(DATASET CONTENT Opens)

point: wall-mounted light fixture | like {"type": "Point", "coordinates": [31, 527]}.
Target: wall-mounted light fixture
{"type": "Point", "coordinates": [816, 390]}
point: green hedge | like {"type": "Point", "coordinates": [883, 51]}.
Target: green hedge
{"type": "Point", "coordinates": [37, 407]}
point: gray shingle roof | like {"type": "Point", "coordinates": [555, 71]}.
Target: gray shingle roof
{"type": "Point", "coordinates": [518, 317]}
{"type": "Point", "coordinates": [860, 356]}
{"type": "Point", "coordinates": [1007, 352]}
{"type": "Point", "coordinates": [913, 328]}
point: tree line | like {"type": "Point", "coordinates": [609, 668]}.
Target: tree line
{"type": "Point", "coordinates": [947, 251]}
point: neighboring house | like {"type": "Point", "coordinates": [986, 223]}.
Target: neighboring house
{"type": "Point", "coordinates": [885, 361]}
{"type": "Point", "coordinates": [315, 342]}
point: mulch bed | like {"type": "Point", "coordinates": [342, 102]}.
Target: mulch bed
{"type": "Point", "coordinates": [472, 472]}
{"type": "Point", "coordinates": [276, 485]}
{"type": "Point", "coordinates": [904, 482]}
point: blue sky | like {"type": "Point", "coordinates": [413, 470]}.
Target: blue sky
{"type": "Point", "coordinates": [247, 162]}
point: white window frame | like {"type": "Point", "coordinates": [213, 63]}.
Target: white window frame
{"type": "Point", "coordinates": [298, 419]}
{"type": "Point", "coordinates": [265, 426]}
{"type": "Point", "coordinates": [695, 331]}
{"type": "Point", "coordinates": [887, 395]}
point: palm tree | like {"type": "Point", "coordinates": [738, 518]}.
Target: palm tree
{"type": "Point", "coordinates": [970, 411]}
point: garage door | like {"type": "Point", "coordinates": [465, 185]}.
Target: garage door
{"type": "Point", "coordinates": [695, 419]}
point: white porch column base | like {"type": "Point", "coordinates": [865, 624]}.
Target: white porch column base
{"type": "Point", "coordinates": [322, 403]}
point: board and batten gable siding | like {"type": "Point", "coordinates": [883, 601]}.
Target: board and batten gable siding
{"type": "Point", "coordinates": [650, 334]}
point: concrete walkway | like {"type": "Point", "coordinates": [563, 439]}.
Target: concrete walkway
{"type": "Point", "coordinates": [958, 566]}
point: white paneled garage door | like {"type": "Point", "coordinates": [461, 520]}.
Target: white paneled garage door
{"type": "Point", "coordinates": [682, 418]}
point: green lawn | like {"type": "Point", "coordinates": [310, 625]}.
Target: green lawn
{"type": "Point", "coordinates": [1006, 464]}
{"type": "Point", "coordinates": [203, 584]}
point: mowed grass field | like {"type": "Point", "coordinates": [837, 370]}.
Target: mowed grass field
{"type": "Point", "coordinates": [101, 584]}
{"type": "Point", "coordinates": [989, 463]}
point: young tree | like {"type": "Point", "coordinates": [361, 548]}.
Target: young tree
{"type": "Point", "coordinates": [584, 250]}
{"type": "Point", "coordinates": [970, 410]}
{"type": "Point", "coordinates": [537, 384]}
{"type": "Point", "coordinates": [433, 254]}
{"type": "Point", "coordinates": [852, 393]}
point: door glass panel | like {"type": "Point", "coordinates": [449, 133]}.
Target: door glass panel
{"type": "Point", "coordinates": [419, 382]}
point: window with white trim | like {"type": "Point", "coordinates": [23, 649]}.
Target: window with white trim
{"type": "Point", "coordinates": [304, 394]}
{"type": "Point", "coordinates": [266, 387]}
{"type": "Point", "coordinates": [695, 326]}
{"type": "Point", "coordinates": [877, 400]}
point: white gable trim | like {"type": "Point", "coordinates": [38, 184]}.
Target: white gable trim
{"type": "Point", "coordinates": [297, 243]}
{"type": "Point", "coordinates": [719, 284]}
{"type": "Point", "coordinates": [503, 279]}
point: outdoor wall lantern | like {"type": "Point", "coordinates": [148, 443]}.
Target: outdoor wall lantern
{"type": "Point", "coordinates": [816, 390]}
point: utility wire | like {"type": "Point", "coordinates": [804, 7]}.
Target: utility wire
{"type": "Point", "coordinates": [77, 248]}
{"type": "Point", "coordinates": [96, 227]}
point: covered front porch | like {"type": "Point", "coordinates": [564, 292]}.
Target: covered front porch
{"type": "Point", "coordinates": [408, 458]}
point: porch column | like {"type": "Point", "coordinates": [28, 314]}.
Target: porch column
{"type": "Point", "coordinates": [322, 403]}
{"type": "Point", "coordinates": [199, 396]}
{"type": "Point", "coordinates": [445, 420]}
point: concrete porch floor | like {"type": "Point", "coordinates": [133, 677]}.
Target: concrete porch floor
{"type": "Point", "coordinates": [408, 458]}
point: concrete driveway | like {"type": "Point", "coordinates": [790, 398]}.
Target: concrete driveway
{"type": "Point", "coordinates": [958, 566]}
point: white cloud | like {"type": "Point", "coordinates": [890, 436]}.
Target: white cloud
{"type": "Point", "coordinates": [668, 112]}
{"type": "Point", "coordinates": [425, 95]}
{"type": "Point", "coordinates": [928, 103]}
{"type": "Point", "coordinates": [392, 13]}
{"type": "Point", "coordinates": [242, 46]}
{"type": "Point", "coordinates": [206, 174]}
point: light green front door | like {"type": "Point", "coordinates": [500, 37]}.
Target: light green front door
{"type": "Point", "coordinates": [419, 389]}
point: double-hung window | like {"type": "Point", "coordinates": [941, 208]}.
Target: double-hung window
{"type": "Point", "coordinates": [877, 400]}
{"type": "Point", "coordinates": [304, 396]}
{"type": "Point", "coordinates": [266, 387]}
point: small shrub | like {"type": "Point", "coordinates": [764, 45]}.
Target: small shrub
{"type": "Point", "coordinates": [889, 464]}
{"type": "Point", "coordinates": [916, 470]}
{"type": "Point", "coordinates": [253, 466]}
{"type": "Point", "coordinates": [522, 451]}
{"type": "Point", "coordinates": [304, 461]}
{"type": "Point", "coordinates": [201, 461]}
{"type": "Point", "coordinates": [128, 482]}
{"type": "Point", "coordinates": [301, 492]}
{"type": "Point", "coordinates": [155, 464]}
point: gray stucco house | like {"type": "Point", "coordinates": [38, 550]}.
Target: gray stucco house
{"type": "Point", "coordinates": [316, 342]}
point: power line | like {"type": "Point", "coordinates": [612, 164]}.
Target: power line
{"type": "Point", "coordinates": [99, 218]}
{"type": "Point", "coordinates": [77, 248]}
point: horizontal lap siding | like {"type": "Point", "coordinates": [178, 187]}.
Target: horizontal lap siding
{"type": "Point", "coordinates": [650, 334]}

(DATASET CONTENT Closes)

TASK PROMPT: Write out the records above again, keeping each one identical to the original.

OUTPUT:
point: wall-mounted light fixture | like {"type": "Point", "coordinates": [31, 527]}.
Target: wall-mounted light fixture
{"type": "Point", "coordinates": [816, 390]}
point: green hedge | like {"type": "Point", "coordinates": [883, 51]}.
Target: green hedge
{"type": "Point", "coordinates": [37, 407]}
point: gray shingle roof | like {"type": "Point", "coordinates": [555, 71]}.
Target: gray shingle roof
{"type": "Point", "coordinates": [518, 317]}
{"type": "Point", "coordinates": [860, 356]}
{"type": "Point", "coordinates": [1007, 352]}
{"type": "Point", "coordinates": [913, 328]}
point: tree line | like {"type": "Point", "coordinates": [609, 668]}.
Target: tree line
{"type": "Point", "coordinates": [947, 251]}
point: neighboring house | like {"type": "Point", "coordinates": [986, 223]}.
Target: neighboring house
{"type": "Point", "coordinates": [885, 361]}
{"type": "Point", "coordinates": [315, 342]}
point: mulch bed | like {"type": "Point", "coordinates": [342, 102]}.
Target: mulch bed
{"type": "Point", "coordinates": [472, 472]}
{"type": "Point", "coordinates": [276, 485]}
{"type": "Point", "coordinates": [904, 482]}
point: blue sky | like {"type": "Point", "coordinates": [413, 470]}.
Target: blue sky
{"type": "Point", "coordinates": [247, 162]}
point: white window frame | like {"type": "Point", "coordinates": [213, 63]}.
Target: white window frame
{"type": "Point", "coordinates": [298, 419]}
{"type": "Point", "coordinates": [265, 426]}
{"type": "Point", "coordinates": [695, 331]}
{"type": "Point", "coordinates": [887, 395]}
point: palm tree | like {"type": "Point", "coordinates": [738, 518]}.
Target: palm tree
{"type": "Point", "coordinates": [970, 411]}
point: garage door | like {"type": "Point", "coordinates": [465, 185]}.
Target: garage door
{"type": "Point", "coordinates": [695, 419]}
point: white porch column base | like {"type": "Point", "coordinates": [865, 624]}.
Target: white porch column base
{"type": "Point", "coordinates": [322, 403]}
point: board and batten gable siding | like {"type": "Point", "coordinates": [883, 601]}.
Target: board and batten gable siding
{"type": "Point", "coordinates": [650, 334]}
point: concrete walkway | like {"type": "Point", "coordinates": [563, 439]}.
Target: concrete walkway
{"type": "Point", "coordinates": [958, 566]}
point: white paneled garage door | like {"type": "Point", "coordinates": [461, 520]}.
Target: white paneled garage door
{"type": "Point", "coordinates": [682, 418]}
point: green lawn | like {"type": "Point", "coordinates": [310, 625]}.
Target: green lawn
{"type": "Point", "coordinates": [1006, 464]}
{"type": "Point", "coordinates": [203, 584]}
point: mowed grass field | like {"type": "Point", "coordinates": [837, 370]}.
Target: mowed grass field
{"type": "Point", "coordinates": [101, 584]}
{"type": "Point", "coordinates": [989, 463]}
point: young tree | like {"type": "Point", "coordinates": [361, 548]}.
Target: young tree
{"type": "Point", "coordinates": [584, 250]}
{"type": "Point", "coordinates": [970, 410]}
{"type": "Point", "coordinates": [537, 384]}
{"type": "Point", "coordinates": [433, 254]}
{"type": "Point", "coordinates": [852, 393]}
point: door glass panel | like {"type": "Point", "coordinates": [449, 133]}.
Target: door glass panel
{"type": "Point", "coordinates": [419, 382]}
point: window with white trim | like {"type": "Point", "coordinates": [23, 649]}.
Target: window with white trim
{"type": "Point", "coordinates": [304, 394]}
{"type": "Point", "coordinates": [266, 387]}
{"type": "Point", "coordinates": [695, 326]}
{"type": "Point", "coordinates": [877, 400]}
point: white gable trim | like {"type": "Point", "coordinates": [38, 184]}.
Target: white gable trim
{"type": "Point", "coordinates": [297, 243]}
{"type": "Point", "coordinates": [719, 284]}
{"type": "Point", "coordinates": [503, 279]}
point: outdoor wall lantern | like {"type": "Point", "coordinates": [148, 443]}.
Target: outdoor wall lantern
{"type": "Point", "coordinates": [816, 390]}
point: utility wire | like {"type": "Point", "coordinates": [804, 7]}.
Target: utility wire
{"type": "Point", "coordinates": [77, 248]}
{"type": "Point", "coordinates": [96, 227]}
point: covered front porch | like {"type": "Point", "coordinates": [564, 292]}.
Target: covered front porch
{"type": "Point", "coordinates": [408, 458]}
point: porch column | like {"type": "Point", "coordinates": [28, 314]}.
Target: porch column
{"type": "Point", "coordinates": [322, 403]}
{"type": "Point", "coordinates": [199, 396]}
{"type": "Point", "coordinates": [445, 420]}
point: concrete porch floor | like {"type": "Point", "coordinates": [133, 677]}.
Target: concrete porch floor
{"type": "Point", "coordinates": [408, 458]}
point: concrete driveway | like {"type": "Point", "coordinates": [790, 398]}.
Target: concrete driveway
{"type": "Point", "coordinates": [958, 566]}
point: white cloud | like {"type": "Point", "coordinates": [890, 436]}.
Target: white cloud
{"type": "Point", "coordinates": [668, 112]}
{"type": "Point", "coordinates": [425, 95]}
{"type": "Point", "coordinates": [928, 103]}
{"type": "Point", "coordinates": [392, 13]}
{"type": "Point", "coordinates": [242, 46]}
{"type": "Point", "coordinates": [206, 174]}
point: light green front door | like {"type": "Point", "coordinates": [500, 37]}.
Target: light green front door
{"type": "Point", "coordinates": [419, 389]}
point: double-hung window | like {"type": "Point", "coordinates": [941, 208]}.
Target: double-hung window
{"type": "Point", "coordinates": [877, 400]}
{"type": "Point", "coordinates": [304, 396]}
{"type": "Point", "coordinates": [266, 387]}
point: small shrub | like {"type": "Point", "coordinates": [764, 45]}.
Target: small shrub
{"type": "Point", "coordinates": [889, 464]}
{"type": "Point", "coordinates": [916, 470]}
{"type": "Point", "coordinates": [253, 466]}
{"type": "Point", "coordinates": [522, 451]}
{"type": "Point", "coordinates": [304, 461]}
{"type": "Point", "coordinates": [201, 461]}
{"type": "Point", "coordinates": [128, 482]}
{"type": "Point", "coordinates": [301, 492]}
{"type": "Point", "coordinates": [155, 464]}
point: gray stucco house | like {"type": "Point", "coordinates": [38, 550]}.
Target: gray stucco house
{"type": "Point", "coordinates": [316, 342]}
point: power line | like {"type": "Point", "coordinates": [612, 164]}.
Target: power line
{"type": "Point", "coordinates": [99, 218]}
{"type": "Point", "coordinates": [77, 248]}
point: horizontal lap siding | like {"type": "Point", "coordinates": [178, 187]}.
Target: horizontal lap siding
{"type": "Point", "coordinates": [650, 334]}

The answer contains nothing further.